Aim
Copy out every record below word for word, keeping each line unchanged and in its original order.

Information given
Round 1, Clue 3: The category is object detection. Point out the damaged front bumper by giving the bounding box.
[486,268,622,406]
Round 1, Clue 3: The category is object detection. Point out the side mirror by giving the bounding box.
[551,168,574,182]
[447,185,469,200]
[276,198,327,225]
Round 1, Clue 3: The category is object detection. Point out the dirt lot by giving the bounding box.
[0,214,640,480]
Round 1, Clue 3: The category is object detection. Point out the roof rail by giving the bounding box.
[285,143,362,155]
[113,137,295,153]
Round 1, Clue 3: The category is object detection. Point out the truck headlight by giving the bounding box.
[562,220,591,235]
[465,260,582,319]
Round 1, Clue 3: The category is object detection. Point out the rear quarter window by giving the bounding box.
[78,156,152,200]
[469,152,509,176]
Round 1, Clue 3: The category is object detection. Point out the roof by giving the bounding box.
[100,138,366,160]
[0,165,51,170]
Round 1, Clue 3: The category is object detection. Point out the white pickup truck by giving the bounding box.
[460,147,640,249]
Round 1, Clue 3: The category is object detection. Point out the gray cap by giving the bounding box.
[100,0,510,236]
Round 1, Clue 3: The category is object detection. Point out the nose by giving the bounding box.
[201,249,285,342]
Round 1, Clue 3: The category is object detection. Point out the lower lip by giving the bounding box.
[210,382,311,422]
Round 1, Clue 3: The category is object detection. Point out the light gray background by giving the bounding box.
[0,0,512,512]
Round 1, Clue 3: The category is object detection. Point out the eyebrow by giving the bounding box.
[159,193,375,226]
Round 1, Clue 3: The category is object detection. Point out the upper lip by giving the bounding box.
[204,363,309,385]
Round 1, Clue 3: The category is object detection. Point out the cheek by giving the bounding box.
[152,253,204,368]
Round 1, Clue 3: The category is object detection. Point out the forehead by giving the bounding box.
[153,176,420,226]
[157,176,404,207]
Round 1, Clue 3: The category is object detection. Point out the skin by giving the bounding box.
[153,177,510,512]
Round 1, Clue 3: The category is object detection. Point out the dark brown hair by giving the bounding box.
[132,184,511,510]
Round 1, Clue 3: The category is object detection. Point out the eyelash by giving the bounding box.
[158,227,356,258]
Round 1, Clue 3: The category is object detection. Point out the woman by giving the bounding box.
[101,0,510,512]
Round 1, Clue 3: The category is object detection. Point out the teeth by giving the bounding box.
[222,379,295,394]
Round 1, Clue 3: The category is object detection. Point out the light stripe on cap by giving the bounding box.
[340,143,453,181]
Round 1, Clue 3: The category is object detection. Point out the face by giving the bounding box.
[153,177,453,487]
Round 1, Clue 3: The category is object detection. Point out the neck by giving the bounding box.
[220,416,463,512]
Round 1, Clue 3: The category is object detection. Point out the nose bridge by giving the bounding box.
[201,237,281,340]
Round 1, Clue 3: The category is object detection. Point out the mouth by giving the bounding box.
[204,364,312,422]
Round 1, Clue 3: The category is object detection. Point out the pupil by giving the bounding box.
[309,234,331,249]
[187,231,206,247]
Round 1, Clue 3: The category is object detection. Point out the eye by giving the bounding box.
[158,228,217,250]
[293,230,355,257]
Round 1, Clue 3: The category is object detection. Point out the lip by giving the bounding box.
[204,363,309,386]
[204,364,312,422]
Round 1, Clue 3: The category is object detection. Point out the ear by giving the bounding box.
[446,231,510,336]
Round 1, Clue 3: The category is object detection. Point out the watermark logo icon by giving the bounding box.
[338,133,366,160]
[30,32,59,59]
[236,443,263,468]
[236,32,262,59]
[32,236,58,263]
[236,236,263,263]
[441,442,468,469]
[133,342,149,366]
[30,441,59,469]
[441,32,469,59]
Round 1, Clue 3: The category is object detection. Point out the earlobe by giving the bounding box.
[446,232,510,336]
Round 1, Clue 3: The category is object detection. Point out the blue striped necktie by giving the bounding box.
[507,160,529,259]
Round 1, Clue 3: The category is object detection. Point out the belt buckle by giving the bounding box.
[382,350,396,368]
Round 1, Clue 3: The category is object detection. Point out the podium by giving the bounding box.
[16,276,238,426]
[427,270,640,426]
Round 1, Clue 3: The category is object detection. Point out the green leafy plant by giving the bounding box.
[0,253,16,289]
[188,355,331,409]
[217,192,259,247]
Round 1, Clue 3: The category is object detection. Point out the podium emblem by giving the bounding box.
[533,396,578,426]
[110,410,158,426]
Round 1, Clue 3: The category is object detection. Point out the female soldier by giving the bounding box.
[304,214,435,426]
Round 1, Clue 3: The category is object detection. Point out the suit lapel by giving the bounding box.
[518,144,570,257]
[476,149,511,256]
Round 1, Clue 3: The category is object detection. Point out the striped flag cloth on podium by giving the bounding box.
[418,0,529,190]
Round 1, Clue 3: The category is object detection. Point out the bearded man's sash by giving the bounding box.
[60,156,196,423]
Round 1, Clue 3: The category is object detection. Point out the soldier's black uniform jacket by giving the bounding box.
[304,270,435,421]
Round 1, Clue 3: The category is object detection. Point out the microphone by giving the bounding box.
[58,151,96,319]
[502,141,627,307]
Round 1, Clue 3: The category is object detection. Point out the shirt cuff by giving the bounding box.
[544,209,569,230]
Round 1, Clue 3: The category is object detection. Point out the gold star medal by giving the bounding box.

Finished task
Round 1, Clue 3: The category is object detection. Point out the damaged front bumper by giving the bounding box.
[486,268,622,406]
Round 1, Clue 3: The category is object detection. Point out the side mirror by giving the bounding box.
[551,168,574,182]
[447,185,469,200]
[276,198,327,225]
Round 1, Clue 3: The category is object detection. Point out the dirt lot by giving the bounding box.
[0,214,640,480]
Round 1, Clue 3: The category is object detection. Point out the roof rail by giving the bounding box.
[285,143,362,155]
[113,137,295,153]
Round 1, Clue 3: The category is object detection. Point out the truck headlight by giving the bounding box.
[562,220,591,235]
[465,260,582,319]
Round 1, Clue 3: The category is object detection. Point out the rear quarter window by giving the bounding box.
[78,156,152,200]
[469,152,509,176]
Round 1, Clue 3: The category is object detection. Point out the roof by giving the bounding box.
[100,138,366,160]
[0,165,51,170]
Round 1, Clue 3: The category is object detection. Point out the white pickup truck by giving the bounding box.
[460,147,640,249]
Round 1, Clue 3: The category is object detection. Point out the gray cap by giving the bounding box.
[100,0,510,236]
Round 1, Clue 3: The category is object detection. Point out the nose by giving the bounding box.
[201,249,285,342]
Round 1, Clue 3: The category is object detection. Point out the lower lip by giving the bounding box.
[210,382,311,422]
Round 1, Clue 3: The category is object detection. Point out the light gray background by giving the bounding box.
[0,0,512,512]
Round 1, Clue 3: The category is object detection. Point out the eyebrow by giving the bounding box.
[159,193,375,226]
Round 1, Clue 3: The category is object detection. Point out the upper lip by giving the bounding box.
[204,363,309,385]
Round 1, Clue 3: The category is object detection. Point out the cheek by giving the bounding box.
[152,253,204,368]
Round 1, Clue 3: The category is object detection. Point out the forehead by giving the bounding box.
[153,176,420,226]
[157,176,404,207]
Round 1, Clue 3: The category is object detection. Point out the skin by giving the bounding box.
[153,177,510,512]
Round 1, Clue 3: The category is object detection. Point out the dark brown hair by giving the bounding box.
[132,184,511,510]
Round 1, Clue 3: The category is object detection. Point out the eyelash by giving the bounding box.
[158,227,356,258]
Round 1, Clue 3: The category is object detection. Point out the woman by giving the bounding box.
[101,0,510,512]
Round 1, Clue 3: The category is object detection. Point out the teeth by giving the bounding box.
[222,379,295,394]
Round 1, Clue 3: The category is object detection. Point out the light stripe on cap by giving the bounding box.
[340,143,453,181]
Round 1, Clue 3: The category is object detection. Point out the face by giving the bounding box.
[153,177,453,487]
Round 1, Clue 3: The category is object detection. Point out the neck by giving the bounding box.
[220,416,463,512]
Round 1, Clue 3: The category is object detection. Point out the nose bridge by giving the bounding box.
[201,237,281,340]
Round 1, Clue 3: The category is object detection. Point out the mouth by giving the bounding box.
[204,364,312,422]
Round 1, Clue 3: The category is object detection. Point out the pupil by giving the bounding box.
[309,234,331,249]
[187,231,206,247]
Round 1, Clue 3: The category is object detection. Point out the eye by giving the bounding box.
[158,228,217,250]
[293,230,355,257]
Round 1, Clue 3: The category is object detection. Point out the lip by giving the bounding box.
[204,363,309,386]
[204,364,312,422]
Round 1, Clue 3: The category is object detection. Point out the ear by giving the bounding box.
[446,231,510,336]
Round 1, Clue 3: The category is object detection. Point out the watermark logo icon by giving the bounding box.
[338,133,366,160]
[30,32,59,59]
[236,443,263,468]
[236,32,262,59]
[32,236,58,263]
[236,236,263,263]
[441,442,468,469]
[133,342,149,366]
[30,441,59,469]
[441,32,469,59]
Round 1, Clue 3: The category is object detection. Point out the earlobe by giving the bounding box.
[446,232,510,336]
Round 1, Clue 3: The category is object detection. Point out the blue striped necktie by giving the bounding box.
[507,160,529,259]
Round 1, Clue 3: The category is object detection. Point out the belt buckle by giving the bounding box.
[382,350,396,368]
Round 1, Clue 3: The category is object detection. Point out the podium by giving the bounding box.
[16,276,238,426]
[427,270,640,426]
Round 1, Clue 3: The category is object detection. Point out the green leafy plant by giving the bounding box.
[0,253,16,289]
[188,355,331,409]
[217,192,259,247]
Round 1, Clue 3: The category is object detection. Point out the podium emblem by giving the bounding box.
[533,396,578,426]
[110,410,158,426]
Round 1, Clue 3: The category is object detection. Point out the female soldier by giving the bounding box.
[304,214,435,426]
Round 1, Clue 3: The category is object detection. Point out the suit lapel by giving the bounding box.
[518,144,570,257]
[476,149,511,256]
Round 1, Clue 3: The category is object detection. Point out the striped flag cloth on podium by giving the bounding box.
[418,0,529,190]
Round 1, Clue 3: The category is object detection. Point out the bearded man's sash by giving the bounding box.
[60,156,196,423]
Round 1, Clue 3: The category is object detection. Point out the soldier's black uniform jacket by giving the bounding box.
[304,270,435,421]
Round 1, Clue 3: The category is object detection. Point out the microphone by giving the bounding box.
[58,151,96,319]
[502,141,627,307]
Round 1, Clue 3: The category is object detection. Point out the shirt cuff by giving the bounding box.
[544,209,569,230]
Round 1, Clue 3: The category is object detection. Point out the gold star medal by giving the bounding box.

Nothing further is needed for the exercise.